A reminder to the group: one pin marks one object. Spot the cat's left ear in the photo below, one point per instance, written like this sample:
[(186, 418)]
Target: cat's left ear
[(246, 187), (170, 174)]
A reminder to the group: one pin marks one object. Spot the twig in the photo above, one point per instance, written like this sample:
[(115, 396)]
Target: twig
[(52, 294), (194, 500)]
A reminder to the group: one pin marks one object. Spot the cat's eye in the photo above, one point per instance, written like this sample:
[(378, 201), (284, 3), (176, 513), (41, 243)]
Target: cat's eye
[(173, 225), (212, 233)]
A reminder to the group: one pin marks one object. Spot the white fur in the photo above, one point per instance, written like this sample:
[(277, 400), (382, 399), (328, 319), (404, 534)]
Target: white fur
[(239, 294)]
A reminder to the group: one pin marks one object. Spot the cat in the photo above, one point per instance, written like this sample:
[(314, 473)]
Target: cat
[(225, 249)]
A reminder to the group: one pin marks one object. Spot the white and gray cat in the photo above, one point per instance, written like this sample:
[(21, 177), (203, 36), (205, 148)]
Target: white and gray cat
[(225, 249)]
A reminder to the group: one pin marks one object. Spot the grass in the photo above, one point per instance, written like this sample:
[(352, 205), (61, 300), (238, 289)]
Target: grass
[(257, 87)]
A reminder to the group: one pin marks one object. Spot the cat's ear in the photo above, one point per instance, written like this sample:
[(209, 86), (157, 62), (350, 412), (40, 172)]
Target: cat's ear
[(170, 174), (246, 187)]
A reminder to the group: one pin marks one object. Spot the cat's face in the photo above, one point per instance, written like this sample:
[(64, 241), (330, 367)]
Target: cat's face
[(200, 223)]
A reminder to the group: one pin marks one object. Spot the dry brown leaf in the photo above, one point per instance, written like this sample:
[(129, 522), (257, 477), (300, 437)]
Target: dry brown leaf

Try it
If a line in the entries above holds the word "leaf", count it; then report the total alone.

Answer box
2